Exercise description
Copy the listing below word for word, leaving out the pictures.

Supplied material
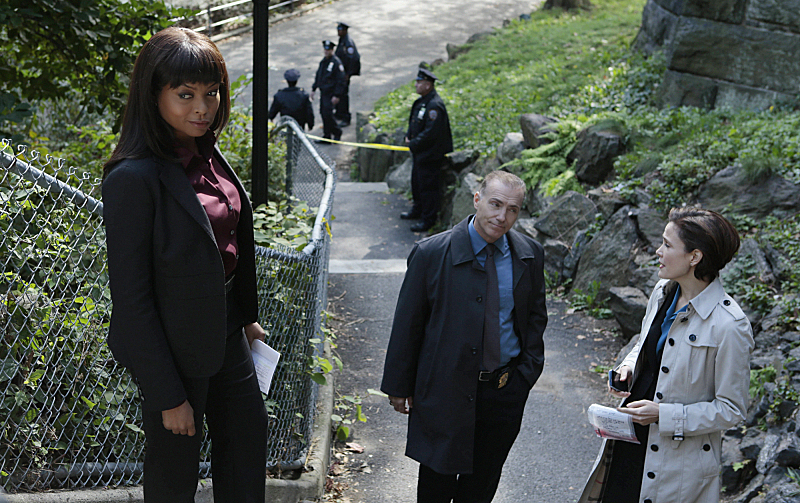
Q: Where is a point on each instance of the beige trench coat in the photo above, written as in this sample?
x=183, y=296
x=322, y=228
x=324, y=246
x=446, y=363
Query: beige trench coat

Exercise answer
Q: Where is a point on each instance of the beige trench coat in the photo above, written as in this sample?
x=183, y=296
x=322, y=228
x=324, y=246
x=446, y=363
Query: beige trench coat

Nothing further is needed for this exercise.